*EXERCISES*.
**1)** Which full calendar dates appear in the merger-liability article? Give each distinct date once.
**2)** Rewrite the stretch of the merger-liability article from "On 25 November" through "the absorbing company.", putting "case law" wherever "jurisprudence" stands.

*EXCERPT*.
[Begin]
The Criminal Chamber overturned its jurisprudence regarding the merger operations

On 25 November 2020, the Criminal Chamber of the Court of Cassation (Supreme Court of Appeal) overturned its jurisprudence concerning the transfer of criminal liability from the absorbed company to the absorbing company in the context of merger operations.

After having taken an "anthropomorphic" approach for a long time - equating the dissolution of a company with the "death" of a natural person - the Criminal Chamber has resolved to take the economic reality of the legal person into consideration where the absorption of a company equates more with a reincarnation than with an absolute death.

Prior to 25 November 2020, the Criminal Chamber refused to admit the transfer of criminal liability from the absorbed to the absorbing company.

Traditionally, the Criminal Chamber of the Court of Cassation maintained that a merger-takeover did not entail the transfer of criminal liability from the absorbed party to the absorbing party. It based this reasoning on Articles 121-1 of the Criminal Code and 6 of the Code of Criminal Procedure which stipulate that « nul n’est responsable que de son propre fait » (an individual can only be held liable for his or her own acts) and that the death of the accused extinguishes all public proceedings in the enforcement of a sentence.

It was therefore by analogy between the dissolution of a company and the death of a natural person that the Criminal Chamber concluded that any criminal action based on acts committed by the absorbed company before the merger operation was annulled.

There were, however, some exceptions to this principle, in particular for sanctions pronounced in matters of competition or in matters of liability for financial or tax offences. These were areas in which the Commercial Chamber of the Court of Cassation and the Council of State had already drawn the consequences of the economic continuity of the absorbed company and the need for pecuniary sanctions to be effective by maintaining that the absorbing company had to answer for the shortcomings committed by the absorbed company. ¹

In this respect, it should be recalled that the Criminal Chamber had already stated that the acquiring company could be held liable for civil interests resulting from a criminal conviction if the acquired company had been convicted prior to its absorption. ²

To the same effect and at a European level, the European Court of Justice had already held in an MCH ruling of 5 March 2015, that Article 19 of Directive 78/855/EEC of 9 October 1978 on the merger of public limited liability companies should be applied, which provides for universal transfer both between the company being acquired and the acquiring company and with regard to third parties, of all the assets and liabilities of the company being acquired to the acquiring company, entailing an obligation for the acquiring company to pay the criminal fines imposed on it following the absorption, for acts committed by the acquired company prior to the said merger. ³

The European Court of Human Rights ruled in a recent judgment dated 1 October 2019 that the approach taken by French law to the repression of anti-competitive practices which draws consequences from the continuity of the business of the absorbed legal person did not contravene the principle of the individual nature of penalties implicitly guaranteed by Article 6 of the Convention for the Protection of Human Rights and Fundamental Freedoms.

Alignment of the Criminal Chamber's position with European jurisprudence

In its decision of 25 November 2020, the Criminal Chamber of the Court of Cassation overturned its previous jurisprudence and aligned itself with that of other French and European courts.

The Criminal Court has abandoned its anthropomorphic approach which was considered too theoretical, in favour of a more realistic and economic approach, and it now considers that the absorbing company can be convicted of criminal acts committed by the absorbed company prior to the merger, the absorbing company being considered as an economic continuity of the absorbed company and not as a separate legal entity that would cease to exist as a result of the merger.
[End]
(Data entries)
[Begin]
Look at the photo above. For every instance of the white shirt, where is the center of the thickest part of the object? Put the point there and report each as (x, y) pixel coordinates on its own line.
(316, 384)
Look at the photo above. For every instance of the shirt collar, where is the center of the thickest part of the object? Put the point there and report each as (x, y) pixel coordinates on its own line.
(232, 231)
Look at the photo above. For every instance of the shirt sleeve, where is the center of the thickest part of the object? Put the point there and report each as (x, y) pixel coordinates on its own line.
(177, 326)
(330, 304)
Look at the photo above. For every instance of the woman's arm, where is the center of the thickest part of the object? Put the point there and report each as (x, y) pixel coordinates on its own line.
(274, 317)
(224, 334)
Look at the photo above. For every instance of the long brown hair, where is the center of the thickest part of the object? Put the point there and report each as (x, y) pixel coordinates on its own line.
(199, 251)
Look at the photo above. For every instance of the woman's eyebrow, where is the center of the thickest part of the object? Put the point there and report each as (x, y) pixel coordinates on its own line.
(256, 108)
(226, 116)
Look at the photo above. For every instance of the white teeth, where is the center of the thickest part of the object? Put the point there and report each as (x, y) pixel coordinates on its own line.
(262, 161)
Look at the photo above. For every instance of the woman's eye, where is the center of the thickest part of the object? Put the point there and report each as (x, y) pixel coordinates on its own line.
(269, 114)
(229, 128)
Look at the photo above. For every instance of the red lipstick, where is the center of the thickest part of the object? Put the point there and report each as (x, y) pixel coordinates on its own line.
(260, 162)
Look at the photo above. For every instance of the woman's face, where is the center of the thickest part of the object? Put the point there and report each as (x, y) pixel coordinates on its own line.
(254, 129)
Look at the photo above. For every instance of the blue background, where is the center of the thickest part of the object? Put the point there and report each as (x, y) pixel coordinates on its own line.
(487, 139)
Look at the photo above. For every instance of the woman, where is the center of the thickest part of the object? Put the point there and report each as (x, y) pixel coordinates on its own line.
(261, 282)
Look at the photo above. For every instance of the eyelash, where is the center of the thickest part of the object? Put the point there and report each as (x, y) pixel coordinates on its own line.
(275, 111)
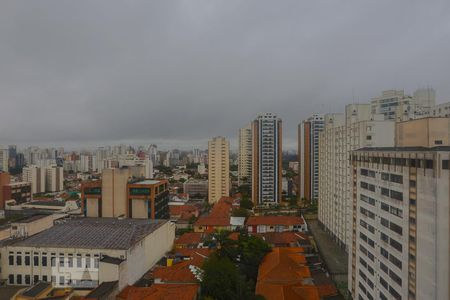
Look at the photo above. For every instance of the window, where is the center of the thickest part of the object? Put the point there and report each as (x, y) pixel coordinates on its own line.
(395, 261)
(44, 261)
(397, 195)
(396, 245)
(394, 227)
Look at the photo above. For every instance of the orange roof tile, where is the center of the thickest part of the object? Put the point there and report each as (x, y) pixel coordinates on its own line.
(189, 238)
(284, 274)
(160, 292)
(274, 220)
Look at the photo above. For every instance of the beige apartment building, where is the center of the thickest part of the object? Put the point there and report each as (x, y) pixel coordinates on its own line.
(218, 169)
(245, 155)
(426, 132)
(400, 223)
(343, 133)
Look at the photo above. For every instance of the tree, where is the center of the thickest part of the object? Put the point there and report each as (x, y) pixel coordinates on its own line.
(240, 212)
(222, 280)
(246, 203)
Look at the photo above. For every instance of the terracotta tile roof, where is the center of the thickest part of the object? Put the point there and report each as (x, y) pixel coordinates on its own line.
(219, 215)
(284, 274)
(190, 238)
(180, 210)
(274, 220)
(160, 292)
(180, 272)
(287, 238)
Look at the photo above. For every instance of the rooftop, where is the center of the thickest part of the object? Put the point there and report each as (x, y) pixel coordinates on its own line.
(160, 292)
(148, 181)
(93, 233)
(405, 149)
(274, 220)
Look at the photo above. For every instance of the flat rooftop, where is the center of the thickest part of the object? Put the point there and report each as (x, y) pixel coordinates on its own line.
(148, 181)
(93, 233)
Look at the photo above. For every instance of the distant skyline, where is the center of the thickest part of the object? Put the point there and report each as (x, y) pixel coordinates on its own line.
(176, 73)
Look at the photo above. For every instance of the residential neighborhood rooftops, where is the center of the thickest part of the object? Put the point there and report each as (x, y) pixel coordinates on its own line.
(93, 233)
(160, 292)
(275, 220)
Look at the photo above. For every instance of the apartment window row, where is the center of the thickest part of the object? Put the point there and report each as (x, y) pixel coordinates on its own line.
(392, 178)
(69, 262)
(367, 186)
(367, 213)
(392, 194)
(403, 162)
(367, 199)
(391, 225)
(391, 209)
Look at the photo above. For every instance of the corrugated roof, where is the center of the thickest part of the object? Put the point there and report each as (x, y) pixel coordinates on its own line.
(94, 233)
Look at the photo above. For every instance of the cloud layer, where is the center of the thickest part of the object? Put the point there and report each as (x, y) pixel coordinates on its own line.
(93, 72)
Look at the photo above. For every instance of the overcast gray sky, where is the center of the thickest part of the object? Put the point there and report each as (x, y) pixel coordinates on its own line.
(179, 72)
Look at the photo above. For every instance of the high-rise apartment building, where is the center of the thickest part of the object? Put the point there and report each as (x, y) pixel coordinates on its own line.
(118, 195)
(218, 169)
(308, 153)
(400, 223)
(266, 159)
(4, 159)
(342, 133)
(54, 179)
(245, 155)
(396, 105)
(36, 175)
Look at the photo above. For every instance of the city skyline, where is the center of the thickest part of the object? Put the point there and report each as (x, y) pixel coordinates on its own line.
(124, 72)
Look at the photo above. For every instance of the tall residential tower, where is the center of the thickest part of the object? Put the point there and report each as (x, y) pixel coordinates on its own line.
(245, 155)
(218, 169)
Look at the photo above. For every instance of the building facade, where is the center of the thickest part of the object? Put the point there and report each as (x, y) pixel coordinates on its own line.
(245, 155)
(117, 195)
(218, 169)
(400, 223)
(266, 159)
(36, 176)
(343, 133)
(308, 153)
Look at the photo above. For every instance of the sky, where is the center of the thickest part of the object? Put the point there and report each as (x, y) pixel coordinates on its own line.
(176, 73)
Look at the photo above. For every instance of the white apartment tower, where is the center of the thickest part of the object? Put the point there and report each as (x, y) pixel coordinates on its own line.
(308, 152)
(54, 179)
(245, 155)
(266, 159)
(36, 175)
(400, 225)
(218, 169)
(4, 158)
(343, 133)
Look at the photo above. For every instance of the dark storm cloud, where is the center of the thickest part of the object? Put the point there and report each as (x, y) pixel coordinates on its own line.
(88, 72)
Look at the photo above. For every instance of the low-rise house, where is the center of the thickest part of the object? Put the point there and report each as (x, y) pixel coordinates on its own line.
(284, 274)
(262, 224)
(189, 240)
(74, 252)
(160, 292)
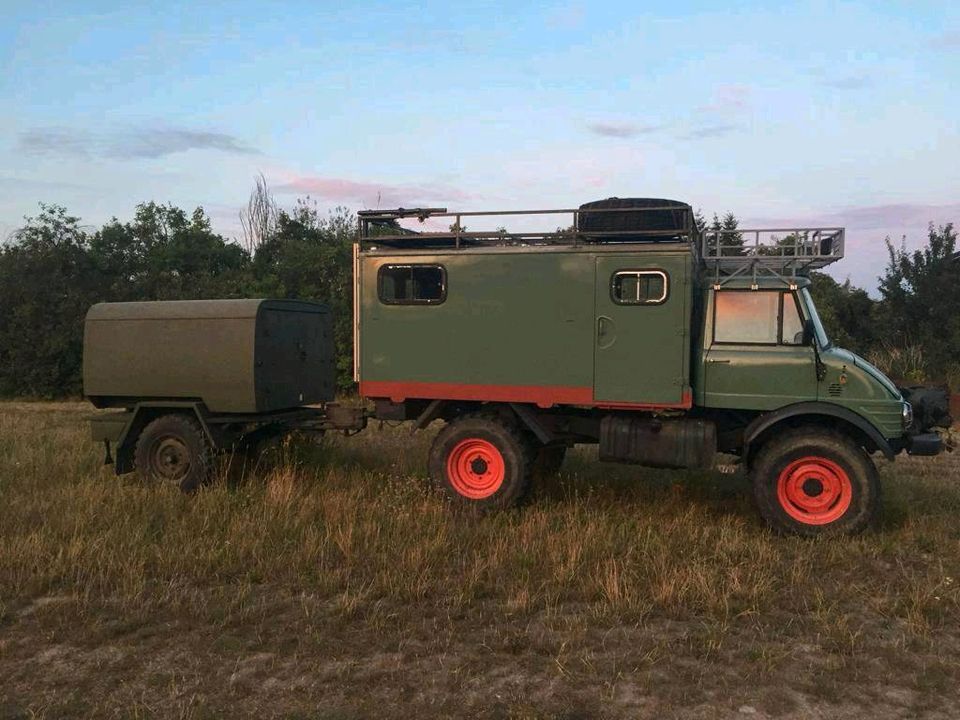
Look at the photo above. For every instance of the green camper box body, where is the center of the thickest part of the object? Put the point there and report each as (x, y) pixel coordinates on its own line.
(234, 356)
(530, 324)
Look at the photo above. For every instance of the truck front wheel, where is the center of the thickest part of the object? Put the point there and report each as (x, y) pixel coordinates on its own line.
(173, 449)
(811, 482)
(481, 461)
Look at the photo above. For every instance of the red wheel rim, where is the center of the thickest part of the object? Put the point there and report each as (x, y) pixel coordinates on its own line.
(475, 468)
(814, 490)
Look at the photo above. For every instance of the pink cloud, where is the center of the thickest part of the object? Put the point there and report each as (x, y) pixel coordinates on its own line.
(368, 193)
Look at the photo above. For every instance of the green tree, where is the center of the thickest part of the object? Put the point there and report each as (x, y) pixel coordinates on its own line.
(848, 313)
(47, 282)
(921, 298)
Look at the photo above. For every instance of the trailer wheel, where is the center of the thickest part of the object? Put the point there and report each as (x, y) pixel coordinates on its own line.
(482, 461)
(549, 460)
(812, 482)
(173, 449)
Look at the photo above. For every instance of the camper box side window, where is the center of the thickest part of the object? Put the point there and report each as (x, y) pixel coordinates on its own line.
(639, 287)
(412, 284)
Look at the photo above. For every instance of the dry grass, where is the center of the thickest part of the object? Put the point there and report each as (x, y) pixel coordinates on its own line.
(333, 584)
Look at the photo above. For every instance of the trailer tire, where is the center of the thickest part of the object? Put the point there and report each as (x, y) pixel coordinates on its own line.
[End]
[Begin]
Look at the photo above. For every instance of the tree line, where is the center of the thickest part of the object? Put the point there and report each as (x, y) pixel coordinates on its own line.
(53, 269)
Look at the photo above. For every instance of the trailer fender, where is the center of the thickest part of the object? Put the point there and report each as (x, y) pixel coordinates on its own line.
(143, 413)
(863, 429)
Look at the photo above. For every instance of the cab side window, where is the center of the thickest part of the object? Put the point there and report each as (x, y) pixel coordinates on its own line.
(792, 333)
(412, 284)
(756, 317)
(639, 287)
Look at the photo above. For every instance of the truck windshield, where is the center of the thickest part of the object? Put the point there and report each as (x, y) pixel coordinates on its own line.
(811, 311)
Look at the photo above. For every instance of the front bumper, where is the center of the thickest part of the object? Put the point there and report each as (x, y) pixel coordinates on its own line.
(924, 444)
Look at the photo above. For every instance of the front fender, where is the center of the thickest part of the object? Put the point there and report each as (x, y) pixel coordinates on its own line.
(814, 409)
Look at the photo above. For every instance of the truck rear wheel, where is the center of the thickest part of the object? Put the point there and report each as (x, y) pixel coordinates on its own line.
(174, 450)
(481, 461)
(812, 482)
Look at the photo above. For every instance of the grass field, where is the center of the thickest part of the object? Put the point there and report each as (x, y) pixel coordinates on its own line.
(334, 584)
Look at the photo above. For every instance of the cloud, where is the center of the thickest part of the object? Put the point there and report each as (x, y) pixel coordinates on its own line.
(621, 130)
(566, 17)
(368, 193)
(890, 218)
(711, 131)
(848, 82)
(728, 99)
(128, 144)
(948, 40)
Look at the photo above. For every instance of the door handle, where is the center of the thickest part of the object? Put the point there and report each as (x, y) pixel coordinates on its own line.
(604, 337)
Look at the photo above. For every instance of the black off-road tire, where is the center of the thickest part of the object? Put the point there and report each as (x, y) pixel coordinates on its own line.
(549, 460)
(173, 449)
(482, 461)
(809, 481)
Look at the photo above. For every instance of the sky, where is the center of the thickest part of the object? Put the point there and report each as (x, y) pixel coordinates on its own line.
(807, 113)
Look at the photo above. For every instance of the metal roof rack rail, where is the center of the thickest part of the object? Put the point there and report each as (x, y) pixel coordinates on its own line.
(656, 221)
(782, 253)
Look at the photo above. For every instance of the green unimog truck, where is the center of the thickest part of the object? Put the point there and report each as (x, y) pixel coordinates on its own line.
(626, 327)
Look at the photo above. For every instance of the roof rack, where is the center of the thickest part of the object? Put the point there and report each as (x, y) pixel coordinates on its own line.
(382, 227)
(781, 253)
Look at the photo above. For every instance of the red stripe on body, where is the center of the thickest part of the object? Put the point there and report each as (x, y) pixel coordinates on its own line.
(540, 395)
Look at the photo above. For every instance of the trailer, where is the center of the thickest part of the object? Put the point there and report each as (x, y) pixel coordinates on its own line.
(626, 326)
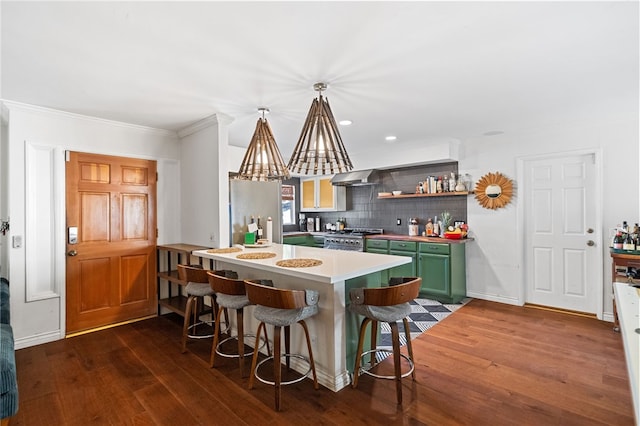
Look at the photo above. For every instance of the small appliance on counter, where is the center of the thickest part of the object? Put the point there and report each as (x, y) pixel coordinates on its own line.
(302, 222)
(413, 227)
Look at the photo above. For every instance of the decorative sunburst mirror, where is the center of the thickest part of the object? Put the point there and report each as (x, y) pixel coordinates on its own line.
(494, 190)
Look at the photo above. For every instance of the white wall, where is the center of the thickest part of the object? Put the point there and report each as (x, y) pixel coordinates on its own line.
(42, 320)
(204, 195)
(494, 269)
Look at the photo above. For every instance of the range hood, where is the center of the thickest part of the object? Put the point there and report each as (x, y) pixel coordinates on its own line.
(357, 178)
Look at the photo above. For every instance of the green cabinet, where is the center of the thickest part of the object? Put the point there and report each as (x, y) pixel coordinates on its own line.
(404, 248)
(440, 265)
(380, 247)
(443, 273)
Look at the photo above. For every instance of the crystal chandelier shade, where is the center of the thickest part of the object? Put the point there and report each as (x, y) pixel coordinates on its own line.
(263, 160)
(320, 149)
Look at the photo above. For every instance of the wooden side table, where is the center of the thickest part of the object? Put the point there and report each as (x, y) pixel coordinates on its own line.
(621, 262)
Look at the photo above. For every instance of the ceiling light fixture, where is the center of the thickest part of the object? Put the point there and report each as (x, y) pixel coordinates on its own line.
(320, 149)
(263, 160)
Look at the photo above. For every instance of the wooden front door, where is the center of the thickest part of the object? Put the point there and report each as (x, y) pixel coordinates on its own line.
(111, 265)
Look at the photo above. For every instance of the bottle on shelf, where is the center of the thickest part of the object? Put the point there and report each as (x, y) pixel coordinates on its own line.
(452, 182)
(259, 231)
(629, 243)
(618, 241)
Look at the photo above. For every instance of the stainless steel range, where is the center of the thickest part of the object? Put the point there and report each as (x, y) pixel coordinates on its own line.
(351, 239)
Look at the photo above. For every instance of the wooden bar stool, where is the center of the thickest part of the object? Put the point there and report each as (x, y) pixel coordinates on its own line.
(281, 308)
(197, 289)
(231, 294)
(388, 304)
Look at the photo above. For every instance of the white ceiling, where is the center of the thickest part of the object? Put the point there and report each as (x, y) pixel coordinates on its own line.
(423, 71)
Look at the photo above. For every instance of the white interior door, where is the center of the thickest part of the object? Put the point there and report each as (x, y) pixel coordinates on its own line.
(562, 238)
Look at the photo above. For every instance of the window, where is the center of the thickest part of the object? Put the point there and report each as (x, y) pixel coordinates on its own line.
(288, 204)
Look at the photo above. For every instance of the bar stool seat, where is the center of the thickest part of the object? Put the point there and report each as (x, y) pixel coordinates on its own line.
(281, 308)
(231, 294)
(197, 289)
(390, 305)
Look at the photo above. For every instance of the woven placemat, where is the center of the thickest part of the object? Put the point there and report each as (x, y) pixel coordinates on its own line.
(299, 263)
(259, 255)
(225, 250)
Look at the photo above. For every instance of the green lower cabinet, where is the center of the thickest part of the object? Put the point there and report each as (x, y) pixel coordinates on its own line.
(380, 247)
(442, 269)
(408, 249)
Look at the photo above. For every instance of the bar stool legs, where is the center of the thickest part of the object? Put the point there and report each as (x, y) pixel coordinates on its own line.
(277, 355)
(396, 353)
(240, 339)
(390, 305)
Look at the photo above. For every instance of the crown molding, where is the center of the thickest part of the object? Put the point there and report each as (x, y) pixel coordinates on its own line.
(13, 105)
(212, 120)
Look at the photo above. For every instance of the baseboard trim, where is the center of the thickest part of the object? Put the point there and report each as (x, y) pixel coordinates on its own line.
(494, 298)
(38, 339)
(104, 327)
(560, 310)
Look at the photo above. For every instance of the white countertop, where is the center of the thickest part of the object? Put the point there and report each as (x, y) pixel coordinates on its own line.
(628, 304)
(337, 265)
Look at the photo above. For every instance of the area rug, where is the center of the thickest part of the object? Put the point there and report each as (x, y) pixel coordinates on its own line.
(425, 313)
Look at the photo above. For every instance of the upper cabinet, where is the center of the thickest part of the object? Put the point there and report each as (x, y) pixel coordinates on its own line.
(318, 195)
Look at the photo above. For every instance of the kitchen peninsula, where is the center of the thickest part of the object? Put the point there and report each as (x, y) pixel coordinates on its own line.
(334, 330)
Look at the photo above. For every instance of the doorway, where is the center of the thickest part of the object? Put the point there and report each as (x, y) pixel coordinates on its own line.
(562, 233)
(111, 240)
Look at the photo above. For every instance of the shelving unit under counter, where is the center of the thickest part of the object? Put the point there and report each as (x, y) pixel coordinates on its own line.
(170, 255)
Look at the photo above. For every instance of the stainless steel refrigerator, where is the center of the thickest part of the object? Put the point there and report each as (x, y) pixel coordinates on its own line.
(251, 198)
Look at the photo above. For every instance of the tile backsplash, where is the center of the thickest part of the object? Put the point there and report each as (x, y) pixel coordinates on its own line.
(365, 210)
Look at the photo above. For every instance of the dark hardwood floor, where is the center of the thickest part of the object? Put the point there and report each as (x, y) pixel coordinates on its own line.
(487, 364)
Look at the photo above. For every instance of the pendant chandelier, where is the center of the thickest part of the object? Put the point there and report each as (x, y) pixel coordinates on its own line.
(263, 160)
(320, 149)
[End]
[Begin]
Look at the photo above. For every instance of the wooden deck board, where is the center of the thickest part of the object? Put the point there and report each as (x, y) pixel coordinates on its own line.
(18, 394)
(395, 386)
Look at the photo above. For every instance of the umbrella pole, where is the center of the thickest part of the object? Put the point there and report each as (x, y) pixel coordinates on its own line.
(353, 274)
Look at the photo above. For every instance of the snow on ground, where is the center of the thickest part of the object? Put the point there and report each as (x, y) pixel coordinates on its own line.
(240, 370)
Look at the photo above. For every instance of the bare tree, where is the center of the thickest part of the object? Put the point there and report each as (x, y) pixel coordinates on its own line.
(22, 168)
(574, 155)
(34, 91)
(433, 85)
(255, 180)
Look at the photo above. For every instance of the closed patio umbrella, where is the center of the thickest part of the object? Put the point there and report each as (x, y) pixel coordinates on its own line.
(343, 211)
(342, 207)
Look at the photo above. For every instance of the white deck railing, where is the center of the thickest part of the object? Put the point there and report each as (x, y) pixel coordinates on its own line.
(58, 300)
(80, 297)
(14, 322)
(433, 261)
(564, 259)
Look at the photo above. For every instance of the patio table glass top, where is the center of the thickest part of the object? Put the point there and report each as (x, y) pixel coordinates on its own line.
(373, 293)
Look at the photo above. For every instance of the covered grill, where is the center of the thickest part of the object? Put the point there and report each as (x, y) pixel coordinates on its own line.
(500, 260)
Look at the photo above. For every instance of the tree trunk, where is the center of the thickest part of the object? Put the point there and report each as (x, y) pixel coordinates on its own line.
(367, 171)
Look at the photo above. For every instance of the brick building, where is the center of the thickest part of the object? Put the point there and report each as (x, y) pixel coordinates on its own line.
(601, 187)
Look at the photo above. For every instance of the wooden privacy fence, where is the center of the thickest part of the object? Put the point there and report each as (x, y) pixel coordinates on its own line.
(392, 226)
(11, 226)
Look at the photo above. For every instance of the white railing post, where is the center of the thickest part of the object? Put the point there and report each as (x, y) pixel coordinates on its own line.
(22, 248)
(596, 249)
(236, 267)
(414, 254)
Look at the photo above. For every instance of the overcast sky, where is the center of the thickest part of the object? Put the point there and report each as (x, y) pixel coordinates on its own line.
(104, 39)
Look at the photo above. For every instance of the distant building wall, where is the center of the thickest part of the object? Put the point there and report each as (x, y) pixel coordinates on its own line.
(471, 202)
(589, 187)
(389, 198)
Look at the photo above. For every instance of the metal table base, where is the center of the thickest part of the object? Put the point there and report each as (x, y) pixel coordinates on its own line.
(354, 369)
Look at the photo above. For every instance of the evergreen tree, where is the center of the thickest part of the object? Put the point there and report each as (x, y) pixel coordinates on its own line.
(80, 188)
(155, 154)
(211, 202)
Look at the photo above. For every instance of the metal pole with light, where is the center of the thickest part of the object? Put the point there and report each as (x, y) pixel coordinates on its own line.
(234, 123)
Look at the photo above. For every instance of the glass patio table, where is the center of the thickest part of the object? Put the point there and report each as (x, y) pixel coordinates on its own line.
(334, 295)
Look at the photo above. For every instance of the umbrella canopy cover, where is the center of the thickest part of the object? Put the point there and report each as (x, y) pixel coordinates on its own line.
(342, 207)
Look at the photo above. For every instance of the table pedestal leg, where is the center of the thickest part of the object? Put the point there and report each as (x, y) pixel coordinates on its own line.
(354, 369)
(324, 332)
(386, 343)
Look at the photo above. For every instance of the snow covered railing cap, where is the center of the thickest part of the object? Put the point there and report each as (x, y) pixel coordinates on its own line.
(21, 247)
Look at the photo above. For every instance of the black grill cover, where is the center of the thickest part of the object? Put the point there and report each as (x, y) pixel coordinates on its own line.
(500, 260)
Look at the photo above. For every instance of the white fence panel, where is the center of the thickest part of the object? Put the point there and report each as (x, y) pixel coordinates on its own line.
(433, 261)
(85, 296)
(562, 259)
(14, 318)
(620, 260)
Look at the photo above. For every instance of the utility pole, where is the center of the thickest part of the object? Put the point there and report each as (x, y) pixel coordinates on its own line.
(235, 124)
[End]
*ANSWERS TO THE TASKS*.
**1)** 25 November 2020, 5 March 2015, 9 October 1978, 1 October 2019

**2)**
On 25 November 2020, the Criminal Chamber of the Court of Cassation (Supreme Court of Appeal) overturned its case law concerning the transfer of criminal liability from the absorbed company to the absorbing company in the context of merger operations.

After having taken an "anthropomorphic" approach for a long time - equating the dissolution of a company with the "death" of a natural person - the Criminal Chamber has resolved to take the economic reality of the legal person into consideration where the absorption of a company equates more with a reincarnation than with an absolute death.

Prior to 25 November 2020, the Criminal Chamber refused to admit the transfer of criminal liability from the absorbed to the absorbing company.